### Testo:
+---+
I sindacati italiani, i migranti, le convenzioni internazionali

Riceviamo e pubblichiamo la posizione di CGIL CISL UIL rispetto alla applicazione della Convenzione n° 143 dell'Organizzazione Internazionale del Lavoro sui Lavoratori migranti.

CGIL CISL UIL

Rapporto per ILO (International Labour Organization)

Situazione dei migranti e popolazione Rom e Sinti in Italia, in relazione alla Convenzione ILO n. 143 del 1975 e del decreto legislativo n. 215 del 2003

PREMESSA

Ci riferiamo al rapporto del Comitato di esperti OIL sull’applicazione delle Convenzioni e Raccomandazioni, presentato all’Organizzazione internazionale del Lavoro di Ginevra, riunita nella Conferenza Internazionale del lavoro (98^ sessione del 2009). A pag. 643 di detto rapporto l’Italia viene citata l’Italia per supposte violazioni, della Convenzione OIL n. 143 del 1975 (che l’Italia ha ratificato nel 1981). Detta Convenzione tratta del rispetto dei diritti umani fondamentali dei migranti, anche di quelli in condizione irregolare, nonché della promozione della pari opportunità e di trattamento dei lavoratori migranti.
Detto rapporto fa anche riferimento al Decreto Legislativo n. 215 del 2003, con il quale l’Italia ha attuato la direttiva 2000/43/CE “per la parità di trattamento tra le persone indipendentemente dalla razza e dall’origine etnica”.
Per quanto riguarda la C. 143, il Comitato richiama l’attenzione del Governo italiano al rispetto, in particolare, dei seguenti articoli:
Art.1 - Diritti fondamentali dell’uomo per tutti i lavoratori migranti;
Art. 9 – Diritto, per i lavoratori migranti in condizione di irregolarità, a percepire remunerazione e previdenza sociale per i lavori svolti; nonché la garanzia di poter far valere i propri diritti di fronte ad un ente competente; ed il diritto del migrante e della propria famiglia a non sostenere le spese in caso di espulsione ;
Art. 10 – Promozione da parte dello Stato di misure atte a garantire uguale trattamento in materia di occupazione e professione, di sicurezza sociale, di diritti sindacali e culturali;
Art. 12 – Misure, da parte del Governo, atte ad informare ed istruire il pubblico per migliorarne la consapevolezza sulla discriminazione, allo scopo di cambiarne attitudini e comportamento; l’Esecutivo deve inoltre abrogare qualsiasi disposizione legislativa o prassi amministrativa incompatibili con una politica di pari opportunità e di accettazione dei lavoratori immigrati e le loro famiglie come membri a pieno titolo della società.
+---+
### Consegna 1:
Rispondi alle domande seguenti in base al testo.
(a) In quale anno l'Italia ha ratificato la Convenzione OIL n. 143?
(b) Quale direttiva ha attuato l'Italia con il Decreto Legislativo n. 215 del 2003?
(c) Quale articolo della Convenzione prevede misure del Governo per informare e istruire il pubblico sulla discriminazione?

### Dati da elaborare:
+---+
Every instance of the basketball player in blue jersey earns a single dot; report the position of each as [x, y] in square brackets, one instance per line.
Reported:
+---+
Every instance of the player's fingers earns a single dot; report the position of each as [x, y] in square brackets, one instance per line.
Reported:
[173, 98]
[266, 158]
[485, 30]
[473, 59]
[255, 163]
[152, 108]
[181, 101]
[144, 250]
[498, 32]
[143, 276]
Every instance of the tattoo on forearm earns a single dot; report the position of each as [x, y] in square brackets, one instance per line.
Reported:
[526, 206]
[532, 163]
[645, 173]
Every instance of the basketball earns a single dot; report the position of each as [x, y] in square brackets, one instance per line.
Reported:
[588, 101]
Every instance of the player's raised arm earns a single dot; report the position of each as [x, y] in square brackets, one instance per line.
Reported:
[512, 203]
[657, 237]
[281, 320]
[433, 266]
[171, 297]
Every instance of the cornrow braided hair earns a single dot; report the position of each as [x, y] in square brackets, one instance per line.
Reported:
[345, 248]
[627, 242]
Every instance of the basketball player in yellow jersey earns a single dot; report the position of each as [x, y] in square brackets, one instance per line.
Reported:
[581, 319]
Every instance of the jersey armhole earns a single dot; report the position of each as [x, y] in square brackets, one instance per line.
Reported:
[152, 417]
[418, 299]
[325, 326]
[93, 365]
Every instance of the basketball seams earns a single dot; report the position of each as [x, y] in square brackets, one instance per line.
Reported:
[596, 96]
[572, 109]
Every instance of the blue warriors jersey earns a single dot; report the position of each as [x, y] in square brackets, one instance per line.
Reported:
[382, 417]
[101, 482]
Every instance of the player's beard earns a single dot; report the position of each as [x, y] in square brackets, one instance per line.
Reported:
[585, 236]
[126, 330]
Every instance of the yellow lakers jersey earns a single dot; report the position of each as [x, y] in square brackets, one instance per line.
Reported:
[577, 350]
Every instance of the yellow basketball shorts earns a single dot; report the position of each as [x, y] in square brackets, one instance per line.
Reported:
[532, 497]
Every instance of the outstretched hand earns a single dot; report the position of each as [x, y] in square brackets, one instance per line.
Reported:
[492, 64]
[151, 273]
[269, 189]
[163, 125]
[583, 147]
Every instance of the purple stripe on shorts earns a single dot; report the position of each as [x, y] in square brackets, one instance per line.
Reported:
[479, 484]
+---+
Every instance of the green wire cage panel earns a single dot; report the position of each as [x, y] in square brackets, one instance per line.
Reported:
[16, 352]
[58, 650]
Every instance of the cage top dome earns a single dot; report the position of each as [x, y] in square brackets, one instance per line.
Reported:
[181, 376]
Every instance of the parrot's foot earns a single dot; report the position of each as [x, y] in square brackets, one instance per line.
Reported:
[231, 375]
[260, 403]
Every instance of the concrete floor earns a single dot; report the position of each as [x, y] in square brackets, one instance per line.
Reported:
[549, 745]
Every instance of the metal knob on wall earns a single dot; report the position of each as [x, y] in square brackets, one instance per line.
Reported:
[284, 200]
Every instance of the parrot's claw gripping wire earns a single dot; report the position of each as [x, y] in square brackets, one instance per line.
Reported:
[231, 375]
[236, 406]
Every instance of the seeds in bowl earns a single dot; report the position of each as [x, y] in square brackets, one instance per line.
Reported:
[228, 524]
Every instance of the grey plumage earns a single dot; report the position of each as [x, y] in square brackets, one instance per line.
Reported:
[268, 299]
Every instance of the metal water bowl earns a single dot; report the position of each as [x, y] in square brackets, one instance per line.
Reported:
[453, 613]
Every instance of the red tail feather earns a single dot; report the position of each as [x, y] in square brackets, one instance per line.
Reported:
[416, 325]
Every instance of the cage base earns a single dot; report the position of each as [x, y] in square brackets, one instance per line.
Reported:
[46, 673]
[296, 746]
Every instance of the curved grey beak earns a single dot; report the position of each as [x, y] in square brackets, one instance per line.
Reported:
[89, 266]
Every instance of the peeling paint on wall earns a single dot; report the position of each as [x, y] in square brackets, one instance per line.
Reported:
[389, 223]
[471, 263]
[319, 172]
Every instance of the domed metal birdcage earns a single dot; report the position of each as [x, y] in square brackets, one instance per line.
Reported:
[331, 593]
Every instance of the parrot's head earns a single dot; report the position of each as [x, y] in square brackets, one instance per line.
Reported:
+---+
### Consegna 2:
Raccogli e copia tutte le righe dei dati che contengono la parola "bowl". Le maiuscole e le minuscole contano.

### Risposta corretta 1:
(a) Nel 1981.
(b) La direttiva 2000/43/CE.
(c) L'articolo 12.

### Risposta corretta 2:
Every instance of the seeds in bowl earns a single dot; report the position of each as [x, y] in square brackets, one instance per line.
Every instance of the metal water bowl earns a single dot; report the position of each as [x, y] in square brackets, one instance per line.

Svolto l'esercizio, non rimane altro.